Segment Open
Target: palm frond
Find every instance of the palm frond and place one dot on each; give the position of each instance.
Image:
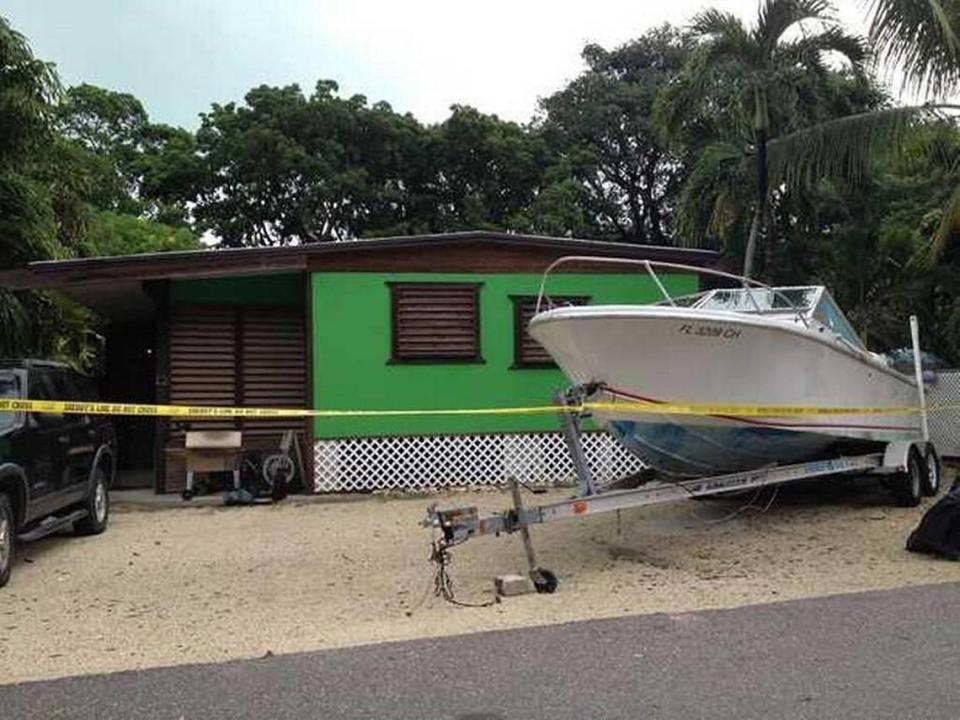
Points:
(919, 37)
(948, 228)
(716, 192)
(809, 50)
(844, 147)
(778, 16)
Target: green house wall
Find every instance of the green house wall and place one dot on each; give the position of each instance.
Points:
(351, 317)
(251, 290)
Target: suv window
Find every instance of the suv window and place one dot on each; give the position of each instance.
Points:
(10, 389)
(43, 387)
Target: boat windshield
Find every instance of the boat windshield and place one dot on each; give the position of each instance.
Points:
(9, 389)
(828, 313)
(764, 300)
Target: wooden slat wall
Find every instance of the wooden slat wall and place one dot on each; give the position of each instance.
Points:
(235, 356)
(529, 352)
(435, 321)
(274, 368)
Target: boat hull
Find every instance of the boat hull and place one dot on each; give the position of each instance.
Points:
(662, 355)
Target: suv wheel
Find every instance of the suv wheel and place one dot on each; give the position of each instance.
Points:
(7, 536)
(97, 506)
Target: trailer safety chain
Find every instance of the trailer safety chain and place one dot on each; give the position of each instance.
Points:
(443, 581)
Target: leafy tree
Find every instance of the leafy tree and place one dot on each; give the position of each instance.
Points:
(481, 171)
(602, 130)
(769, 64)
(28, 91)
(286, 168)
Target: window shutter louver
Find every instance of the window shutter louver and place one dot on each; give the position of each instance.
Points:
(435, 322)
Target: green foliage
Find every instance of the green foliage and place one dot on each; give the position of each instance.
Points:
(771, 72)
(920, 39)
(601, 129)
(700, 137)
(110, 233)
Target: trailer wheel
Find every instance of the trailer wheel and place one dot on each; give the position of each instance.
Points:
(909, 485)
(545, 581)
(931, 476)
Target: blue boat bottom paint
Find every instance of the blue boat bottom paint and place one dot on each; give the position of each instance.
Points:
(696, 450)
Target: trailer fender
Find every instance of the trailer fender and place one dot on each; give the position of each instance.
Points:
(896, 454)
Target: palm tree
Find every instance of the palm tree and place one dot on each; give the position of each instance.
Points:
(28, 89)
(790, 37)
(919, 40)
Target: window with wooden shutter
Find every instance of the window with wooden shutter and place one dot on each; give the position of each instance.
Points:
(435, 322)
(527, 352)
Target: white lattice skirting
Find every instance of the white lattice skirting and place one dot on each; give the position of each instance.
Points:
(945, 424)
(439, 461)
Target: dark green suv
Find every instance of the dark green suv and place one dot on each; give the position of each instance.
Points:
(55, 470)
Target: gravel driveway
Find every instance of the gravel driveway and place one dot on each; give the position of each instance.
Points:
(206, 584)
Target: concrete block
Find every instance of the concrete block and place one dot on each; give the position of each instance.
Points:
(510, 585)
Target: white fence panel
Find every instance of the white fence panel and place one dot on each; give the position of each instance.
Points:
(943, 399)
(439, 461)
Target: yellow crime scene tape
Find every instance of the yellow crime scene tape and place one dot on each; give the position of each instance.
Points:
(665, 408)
Segment Closed
(YOUR ASSIGNMENT): Word for word, output the lines from the beginning of the listing through the line holding "Target: suv window" and nothing beyond them. Omit the pictures.

(WORKED SOLUTION):
Target: palm frond
Find every instance of the palm frond and place one dot on each; give the position of each instance.
Image:
Points:
(919, 37)
(948, 228)
(716, 192)
(809, 50)
(844, 147)
(778, 16)
Target: green house wall
Find every instance of the green house wall and place one dot on each; give the position of each instance.
Points:
(351, 317)
(251, 290)
Target: suv window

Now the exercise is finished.